TASK INPUTS>
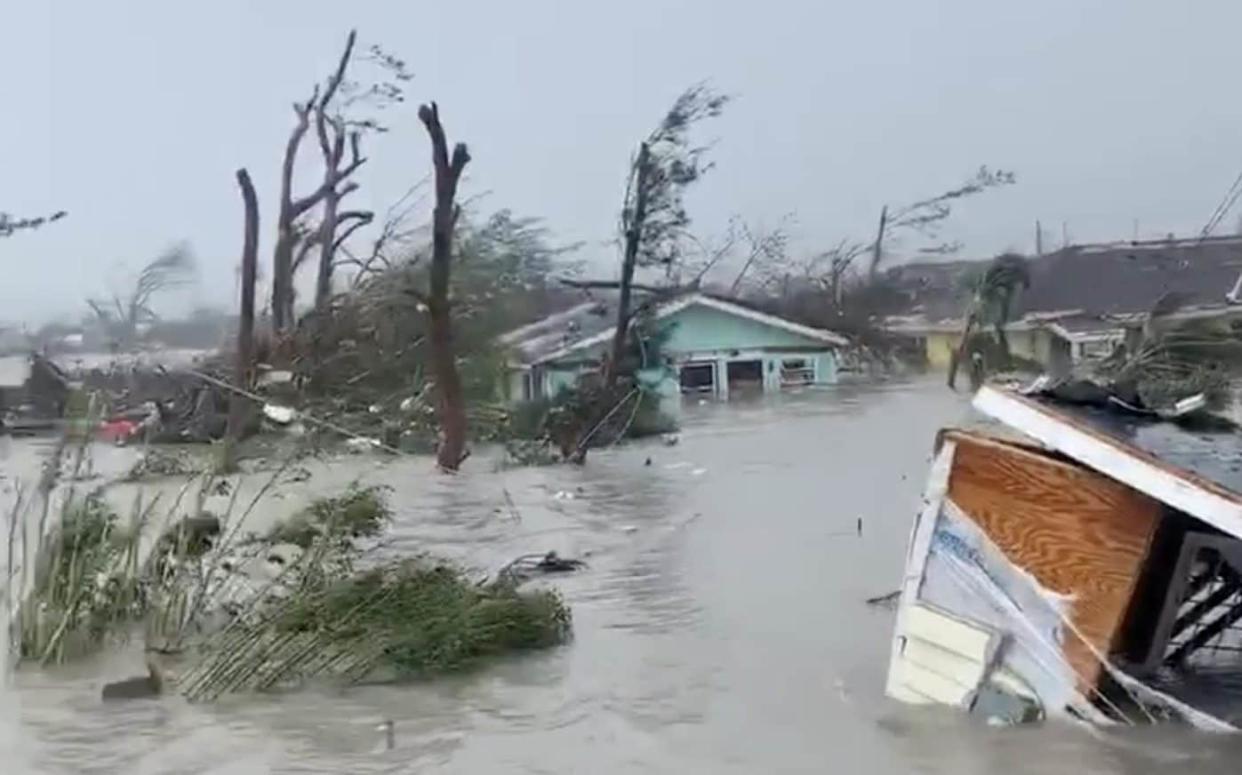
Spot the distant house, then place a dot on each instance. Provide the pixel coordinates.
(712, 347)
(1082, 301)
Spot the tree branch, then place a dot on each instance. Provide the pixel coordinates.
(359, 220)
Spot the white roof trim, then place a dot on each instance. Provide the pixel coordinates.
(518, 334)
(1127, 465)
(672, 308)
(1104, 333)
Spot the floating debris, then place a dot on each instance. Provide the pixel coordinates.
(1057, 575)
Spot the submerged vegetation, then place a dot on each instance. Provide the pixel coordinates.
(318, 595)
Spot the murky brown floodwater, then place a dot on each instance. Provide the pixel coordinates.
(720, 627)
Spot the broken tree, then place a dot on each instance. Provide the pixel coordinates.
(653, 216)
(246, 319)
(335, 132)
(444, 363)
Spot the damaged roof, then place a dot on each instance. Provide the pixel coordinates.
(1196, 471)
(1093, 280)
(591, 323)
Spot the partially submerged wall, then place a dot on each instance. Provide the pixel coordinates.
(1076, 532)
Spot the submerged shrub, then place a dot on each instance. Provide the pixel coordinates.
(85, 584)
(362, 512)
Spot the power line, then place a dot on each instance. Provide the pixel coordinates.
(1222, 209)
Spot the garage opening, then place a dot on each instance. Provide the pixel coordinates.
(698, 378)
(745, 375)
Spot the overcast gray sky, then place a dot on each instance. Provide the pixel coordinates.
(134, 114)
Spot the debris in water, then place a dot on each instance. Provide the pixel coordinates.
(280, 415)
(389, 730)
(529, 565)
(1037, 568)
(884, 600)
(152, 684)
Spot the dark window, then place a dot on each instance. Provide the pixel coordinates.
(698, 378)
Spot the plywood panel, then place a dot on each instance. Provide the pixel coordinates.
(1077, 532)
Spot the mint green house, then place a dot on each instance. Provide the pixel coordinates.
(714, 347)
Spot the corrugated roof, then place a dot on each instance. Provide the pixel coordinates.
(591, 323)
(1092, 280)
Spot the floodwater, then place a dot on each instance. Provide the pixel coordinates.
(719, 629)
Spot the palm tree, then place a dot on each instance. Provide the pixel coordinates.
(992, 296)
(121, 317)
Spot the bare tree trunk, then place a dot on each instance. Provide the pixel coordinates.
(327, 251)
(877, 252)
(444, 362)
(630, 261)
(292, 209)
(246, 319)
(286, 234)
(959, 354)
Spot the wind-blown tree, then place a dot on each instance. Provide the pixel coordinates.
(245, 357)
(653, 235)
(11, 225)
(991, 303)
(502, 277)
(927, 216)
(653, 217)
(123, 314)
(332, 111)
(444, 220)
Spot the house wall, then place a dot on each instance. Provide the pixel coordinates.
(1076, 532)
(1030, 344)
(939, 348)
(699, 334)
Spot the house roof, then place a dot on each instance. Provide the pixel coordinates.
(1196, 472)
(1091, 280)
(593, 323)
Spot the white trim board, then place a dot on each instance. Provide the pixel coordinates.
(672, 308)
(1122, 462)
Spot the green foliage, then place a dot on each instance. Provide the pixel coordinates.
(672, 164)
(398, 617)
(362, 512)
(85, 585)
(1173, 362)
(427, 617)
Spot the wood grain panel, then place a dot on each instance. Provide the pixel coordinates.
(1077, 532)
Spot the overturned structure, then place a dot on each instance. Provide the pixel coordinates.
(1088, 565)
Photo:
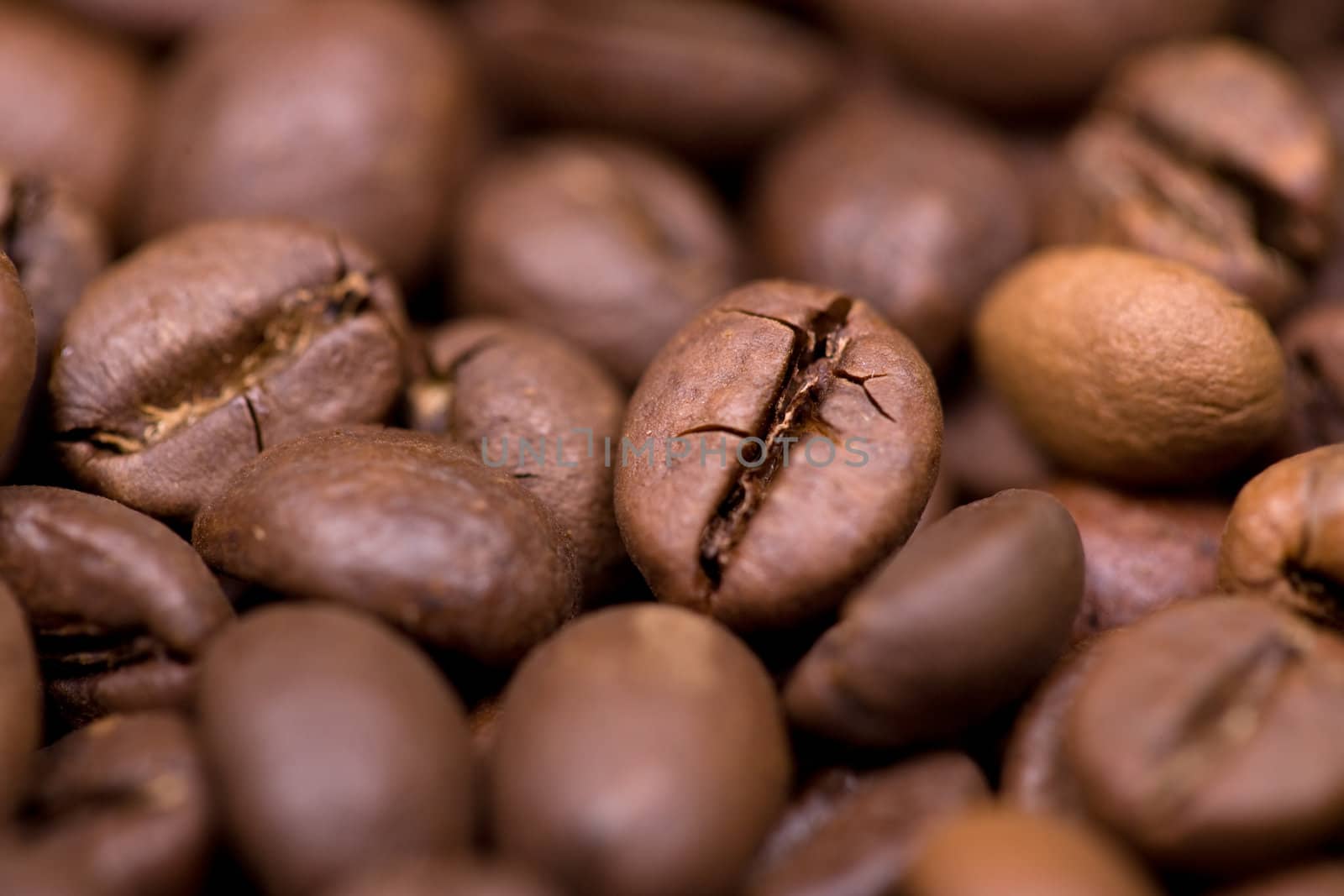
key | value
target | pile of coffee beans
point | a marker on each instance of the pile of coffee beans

WHAT YOU NEED TO DO> Repeat every entry above word for word, and include no pictures.

ANSWER SPACE>
Spot the distant house, then place a dot on each instance. Provide the pixel coordinates.
(712, 347)
(1082, 301)
Spot the tree branch, then place a dot on each instance. Provide the pixel coordinates.
(359, 220)
Spot the white roof trim, then place a dot on each instance. Provide the pixel coordinates.
(518, 334)
(1127, 465)
(672, 308)
(1104, 333)
Spot the floating debris, then place a dot on each instance. Provide the pixel coordinates.
(1057, 575)
Spot the submerged vegetation, then place a dot on each instance. Provide the pixel coordinates.
(318, 595)
Spot the murky brown floodwater, then place a dot on each instance. Provide the pixel coordinates.
(720, 627)
Spot the broken tree, then place a dot on each instance. Provide the pixel coordinates.
(653, 216)
(246, 319)
(335, 132)
(444, 363)
Spot the damaged roof, then place a dot on each instance. Provide the pixel coordinates.
(1196, 471)
(1093, 280)
(591, 323)
Spot the partially submerged wall, then place a dot on each instance. Provide the pixel coordinates.
(1076, 532)
Spot the submerged shrub, then place a dot on each instance. Provide the pixel coordinates.
(85, 584)
(362, 512)
Spot the power line, then place a dot on each instance. Provide the pixel coordinates.
(1222, 209)
Spot the garage opening, then place a dot on each instance. Provide the pixel coordinates.
(698, 378)
(745, 375)
Spot the overcast gray sky, then place a dot on each instance. Provide the pixel coordinates.
(134, 114)
Spot the debris in water, then place a dot on each instance. Provide the pixel coordinates.
(280, 415)
(389, 730)
(529, 565)
(1037, 568)
(884, 600)
(152, 684)
Spot the dark window, then place a dot on each instance. Provide the pixel coordinates.
(698, 378)
Spot the plywood panel, then place a dot on each instance. Provide the pixel coordinates.
(1077, 532)
Spot the mint green house, then place a dot on each instance. Provide the pixel coordinates.
(714, 347)
Spot the corrugated roof, then place a dot on each instance. Provide the pixel coordinates.
(591, 323)
(1092, 280)
Spot the floodwater, then place a dot on each instance. Provide the pixel coordinates.
(719, 629)
Spot the palm tree, then place a dot on each instance. Provide the pixel coordinates.
(992, 296)
(121, 317)
Spot the bare tree trunk, then place a dot on each instance. Provide the pixel coordinates.
(327, 251)
(877, 252)
(444, 362)
(630, 261)
(292, 209)
(246, 319)
(286, 234)
(959, 354)
Spot the wind-blown tree, then place a dot on each instance. Provide the pixel coordinates.
(245, 357)
(653, 235)
(11, 225)
(991, 303)
(502, 277)
(927, 216)
(653, 217)
(123, 314)
(332, 111)
(444, 220)
Spot the house wall, then place a dot on each instance. Provide the pixel coordinates.
(1076, 532)
(1030, 344)
(939, 348)
(699, 334)
Spot the house roof, then place a dot on each instance. Provide the pixel coordinates.
(1196, 472)
(1091, 280)
(593, 323)
Spot the white trim board, then place a dot on each instance. Provide the pixel coordinates.
(672, 308)
(1122, 462)
Spot the green foliage, then place a dot on each instance. Provide the pixel coordinates.
(672, 164)
(398, 617)
(362, 512)
(85, 585)
(1173, 362)
(427, 617)
Spot the wood grain panel, then place a dot on each instance. Provide the pixel coordinates.
(1077, 532)
Spot the overturned structure, then place a dot on each instance. Provide the pixel coordinates.
(1088, 565)
Photo:
key | value
target | pile of coffee beans
point | a marker on each instance of the pile of coffee beans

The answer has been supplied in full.